Dataset records on where objects are located:
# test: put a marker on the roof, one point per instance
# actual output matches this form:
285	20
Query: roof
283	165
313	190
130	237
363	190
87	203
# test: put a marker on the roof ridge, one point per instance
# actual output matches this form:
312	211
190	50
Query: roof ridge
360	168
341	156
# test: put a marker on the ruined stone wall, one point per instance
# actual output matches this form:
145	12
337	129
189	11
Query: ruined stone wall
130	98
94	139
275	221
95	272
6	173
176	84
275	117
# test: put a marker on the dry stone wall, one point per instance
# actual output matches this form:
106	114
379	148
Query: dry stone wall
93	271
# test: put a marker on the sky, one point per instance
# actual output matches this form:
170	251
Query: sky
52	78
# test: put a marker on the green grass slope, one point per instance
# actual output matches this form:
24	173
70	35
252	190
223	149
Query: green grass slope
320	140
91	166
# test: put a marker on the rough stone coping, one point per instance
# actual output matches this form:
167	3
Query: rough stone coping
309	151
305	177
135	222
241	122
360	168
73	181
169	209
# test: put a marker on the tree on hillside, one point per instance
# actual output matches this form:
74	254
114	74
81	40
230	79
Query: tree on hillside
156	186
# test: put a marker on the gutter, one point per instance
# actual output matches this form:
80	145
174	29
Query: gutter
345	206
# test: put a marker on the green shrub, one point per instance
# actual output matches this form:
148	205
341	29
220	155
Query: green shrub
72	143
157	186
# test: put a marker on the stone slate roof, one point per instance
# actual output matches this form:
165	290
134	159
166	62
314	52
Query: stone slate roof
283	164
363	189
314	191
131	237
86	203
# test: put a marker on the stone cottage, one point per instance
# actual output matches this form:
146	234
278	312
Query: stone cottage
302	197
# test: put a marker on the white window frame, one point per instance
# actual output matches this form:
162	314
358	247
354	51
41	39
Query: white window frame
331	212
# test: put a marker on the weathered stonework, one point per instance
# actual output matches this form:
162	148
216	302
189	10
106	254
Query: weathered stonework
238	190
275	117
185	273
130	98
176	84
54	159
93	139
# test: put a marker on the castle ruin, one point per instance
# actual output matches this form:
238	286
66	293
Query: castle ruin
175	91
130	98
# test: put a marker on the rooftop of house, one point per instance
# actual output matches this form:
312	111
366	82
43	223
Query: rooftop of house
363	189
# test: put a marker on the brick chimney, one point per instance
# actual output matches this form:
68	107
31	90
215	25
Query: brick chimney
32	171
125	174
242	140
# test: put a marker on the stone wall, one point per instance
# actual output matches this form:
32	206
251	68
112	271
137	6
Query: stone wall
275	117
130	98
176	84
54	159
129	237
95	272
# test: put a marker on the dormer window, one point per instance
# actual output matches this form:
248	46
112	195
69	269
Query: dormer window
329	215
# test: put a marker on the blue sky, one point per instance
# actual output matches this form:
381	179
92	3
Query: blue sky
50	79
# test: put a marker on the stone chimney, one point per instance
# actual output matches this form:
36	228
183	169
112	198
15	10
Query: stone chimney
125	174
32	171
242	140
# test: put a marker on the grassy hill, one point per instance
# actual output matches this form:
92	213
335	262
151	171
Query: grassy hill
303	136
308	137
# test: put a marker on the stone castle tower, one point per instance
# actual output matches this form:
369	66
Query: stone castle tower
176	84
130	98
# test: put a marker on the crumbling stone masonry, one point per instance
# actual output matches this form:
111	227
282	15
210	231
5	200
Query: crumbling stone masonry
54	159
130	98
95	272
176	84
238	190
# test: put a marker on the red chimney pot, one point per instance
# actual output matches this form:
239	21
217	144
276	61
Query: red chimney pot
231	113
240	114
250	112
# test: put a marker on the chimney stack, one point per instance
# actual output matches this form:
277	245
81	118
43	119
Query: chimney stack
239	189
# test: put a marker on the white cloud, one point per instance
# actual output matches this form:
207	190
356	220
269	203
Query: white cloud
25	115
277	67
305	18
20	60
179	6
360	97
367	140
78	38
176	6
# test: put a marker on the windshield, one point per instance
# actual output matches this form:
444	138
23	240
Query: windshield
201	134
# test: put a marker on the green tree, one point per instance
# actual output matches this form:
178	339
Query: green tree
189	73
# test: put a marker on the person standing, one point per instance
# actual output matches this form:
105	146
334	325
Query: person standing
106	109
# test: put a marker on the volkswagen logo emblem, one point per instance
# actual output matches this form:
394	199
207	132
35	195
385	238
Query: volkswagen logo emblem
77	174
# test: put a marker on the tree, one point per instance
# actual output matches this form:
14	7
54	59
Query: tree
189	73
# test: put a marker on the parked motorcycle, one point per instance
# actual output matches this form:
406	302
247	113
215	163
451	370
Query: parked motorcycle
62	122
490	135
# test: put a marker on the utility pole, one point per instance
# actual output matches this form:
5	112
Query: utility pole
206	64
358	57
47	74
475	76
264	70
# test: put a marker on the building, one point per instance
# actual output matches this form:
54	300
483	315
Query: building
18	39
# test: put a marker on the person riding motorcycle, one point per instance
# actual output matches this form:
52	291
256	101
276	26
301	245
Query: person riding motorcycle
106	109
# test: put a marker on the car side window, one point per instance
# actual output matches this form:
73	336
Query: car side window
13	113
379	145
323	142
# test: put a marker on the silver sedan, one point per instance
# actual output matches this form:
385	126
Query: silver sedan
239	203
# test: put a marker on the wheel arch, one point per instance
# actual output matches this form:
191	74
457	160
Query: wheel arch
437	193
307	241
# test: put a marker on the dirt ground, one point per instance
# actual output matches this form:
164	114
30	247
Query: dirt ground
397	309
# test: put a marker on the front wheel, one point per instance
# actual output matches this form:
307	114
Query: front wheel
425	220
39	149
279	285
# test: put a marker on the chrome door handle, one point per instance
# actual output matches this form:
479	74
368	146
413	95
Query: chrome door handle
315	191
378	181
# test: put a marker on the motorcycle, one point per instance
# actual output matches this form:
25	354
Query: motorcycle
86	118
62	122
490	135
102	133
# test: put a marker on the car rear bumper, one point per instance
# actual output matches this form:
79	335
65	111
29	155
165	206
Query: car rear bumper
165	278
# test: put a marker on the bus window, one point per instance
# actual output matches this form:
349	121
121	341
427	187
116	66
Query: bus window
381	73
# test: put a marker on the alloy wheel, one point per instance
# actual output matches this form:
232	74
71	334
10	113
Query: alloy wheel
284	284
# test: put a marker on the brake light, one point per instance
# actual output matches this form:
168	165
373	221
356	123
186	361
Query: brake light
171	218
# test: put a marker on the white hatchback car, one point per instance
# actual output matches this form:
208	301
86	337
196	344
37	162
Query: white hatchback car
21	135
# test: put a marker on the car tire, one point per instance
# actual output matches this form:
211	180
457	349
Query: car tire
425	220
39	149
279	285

Exercise: Reproduce the entire listing, swapping every occurrence of "put a marker on" for "place a point on" and keeping all other text as it is.

The output:
# test: place a point on the roof, one point per instance
# actual output matches this form:
285	20
Query: roof
283	165
313	190
130	237
363	190
87	203
# test: place a point on the roof ridge, one point per instance
# actual output matches this form:
312	211
190	50
Query: roof ridge
360	168
341	156
# test: place a point on the ruined stone wall, one point per instance
# actual output matches this form:
145	12
337	129
189	11
Query: ruined stone wall
130	98
94	139
275	221
95	272
6	173
176	84
275	117
# test: place a point on the dry stone wall, one point per instance
# actual output matches this form:
106	114
379	148
Query: dry stone wall
93	271
# test: place a point on the sky, one point per instance
# actual output matches this form:
170	251
Query: sky
52	78
# test: place a point on the green grass slope, one point per instance
# actual output matches this form:
24	173
70	35
252	190
223	149
Query: green grass slope
320	140
91	166
# test: place a point on the rough stone coping, one point per instance
# actual output matches this form:
167	3
Query: rough stone coping
309	151
305	177
135	222
241	122
360	168
73	181
169	209
# test: place a point on the tree on hillside, one point per instance
# actual output matches this form:
74	254
114	74
81	40
230	79
Query: tree on hillside
156	186
# test: place a point on the gutter, one point per instance
# actual output matches this form:
80	145
174	29
Query: gutter
345	206
# test: place a point on the green shrub, one point per instance
# actual output matches this form:
148	205
341	29
220	155
Query: green shrub
72	143
157	186
# test: place a point on the stone slate roof, one point per instance
# actual output matches this form:
165	290
134	159
166	62
314	52
Query: stone slate roof
283	164
363	189
314	191
131	237
86	203
# test: place a point on the stone cottage, one point per instance
# actual output matches this form:
146	234
278	312
Query: stone cottage
302	197
# test: place a point on the white window frame, one point per instance
# actual output matches this form:
162	314
358	247
354	51
41	39
Query: white window frame
331	212
# test: place a point on the weathered stonework, one point per instance
# actual output matches this form:
162	148
216	302
189	10
106	254
Query: weathered stonework
238	190
275	117
185	273
130	98
176	84
54	159
93	139
# test: place a point on the castle ruin, one point per instance
# actual output matches this form:
238	286
66	293
Query: castle ruin
175	91
130	98
# test: place a point on the rooftop of house, one point per instance
# actual output matches this form:
312	111
366	82
43	223
Query: rooftop of house
363	189
# test: place a point on the brick chimney, one point per instance
# actual output matches this form:
68	107
31	90
215	25
Query: brick chimney
32	171
125	174
242	140
# test: place a point on the stone wall, one point per instance
# actual output matches this form:
32	206
251	68
112	271
137	6
Query: stone wall
275	117
130	98
176	84
54	159
129	237
95	272
# test: place a point on the dormer window, one point per instance
# actual output matches this form:
248	46
112	195
69	269
Query: dormer window
329	215
# test: place a point on the blue sky, one point per instance
# actual output matches this form:
381	179
92	3
Query: blue sky
50	79
# test: place a point on the stone chimney, one point per instance
# actual output matches this form:
36	228
183	169
112	198
15	10
Query: stone chimney
125	174
32	171
242	140
# test: place a point on the grassy hill, one point per instance
# actual output matches this form:
92	213
335	262
151	171
Query: grassy hill
303	136
308	137
# test: place a point on the stone castle tower, one point per instance
# actual output matches this form:
369	66
Query: stone castle tower
176	84
130	98
# test: place a point on the crumbling stone masonry, one point per instance
# actual output matches this form:
111	227
282	15
210	231
5	200
Query: crumbling stone masonry
54	159
130	98
95	272
176	84
238	190
# test: place a point on the red chimney pot, one point per instance
# actual output matches this form:
239	21
217	144
276	61
Query: red chimney pot
231	113
240	114
250	112
# test: place a point on the chimney stack, one point per instance
# actual output matches this form:
277	245
81	118
43	119
Query: chimney stack
239	189
# test: place a point on the white cloud, one point per instance
# actual output matches this form:
207	190
356	220
269	203
Query: white cloud
25	115
277	67
305	18
20	60
179	6
360	97
367	140
78	38
176	6
# test: place a point on the windshield, one point per instance
# actual output matches this form:
444	138
23	240
Query: windshield
201	134
# test: place a point on the green tree, one point per instance
# actual output matches this form:
178	339
Query: green tree
189	73
# test: place a point on the person standing, one point per instance
# actual output matches this form:
105	146
334	325
Query: person standing
106	109
# test: place a point on the volkswagen logo emblem, one point per instance
# actual output matches this form:
394	199
207	132
35	195
385	238
Query: volkswagen logo emblem
77	174
# test: place a point on the tree, one point per instance
# actual output matches this form:
14	7
54	59
Query: tree
189	73
# test: place a point on the parked motorcycle, one point per instance
# actual output matches this form:
406	302
247	113
215	163
451	370
Query: parked motorcycle
62	122
490	135
# test: place a point on the utility pole, one point per instance
# actual output matches this form:
5	112
Query: utility pole
206	64
358	57
47	74
475	76
264	70
# test: place a point on the building, one point per instance
# actual output matches this form:
54	300
483	315
Query: building
18	39
# test: place a point on the person riding motorcycle, one point per instance
# actual output matches this form:
52	291
256	101
276	26
301	245
Query: person riding motorcycle
106	109
# test: place a point on the car side window, one point per instance
# actual output matches this form:
73	336
Query: car side window
13	113
379	145
323	142
# test: place a point on the silver sedan, one point per instance
# actual output matches this form:
385	126
Query: silver sedan
239	203
# test: place a point on the wheel arch, one point per instance
# actual output matches this form:
191	74
457	160
Query: wheel arch
437	193
307	241
# test: place a point on the dirt ground, one point per instance
# actual output matches this form:
164	114
30	247
Query: dirt ground
397	309
# test: place a point on the front wheel, one point per instance
# actual output matches this form:
307	114
Query: front wheel
425	220
39	149
279	285
# test: place a point on the chrome door handle, one point per instance
# actual output matches this form:
479	74
368	146
413	95
Query: chrome door handle
315	191
378	181
# test: place a point on the motorcycle, one point per instance
# actual output matches this form:
25	354
Query: motorcycle
86	118
62	122
490	135
102	133
# test: place a point on the car rear bumper, one point per instance
# actual output matches this form:
79	335
65	111
29	155
165	206
Query: car rear bumper
165	278
# test: place a point on the bus window, one point per instance
# actual output matches this form:
349	121
121	341
427	187
116	66
Query: bus window
381	73
# test: place a point on the alloy wheel, one point per instance
# actual output matches this form:
232	74
71	334
10	113
Query: alloy wheel
284	284
# test: place a point on the brake light, one point per instance
# actual output matches this form:
168	165
373	221
356	123
186	361
Query: brake light
171	218
# test: place a point on the white hatchback car, one point per instance
# actual output matches this form:
208	301
86	337
196	344
37	162
Query: white hatchback car
21	135
# test: place a point on the car tire, one point per instance
# actual output matches this form:
211	180
457	349
Query: car tire
425	220
39	149
279	285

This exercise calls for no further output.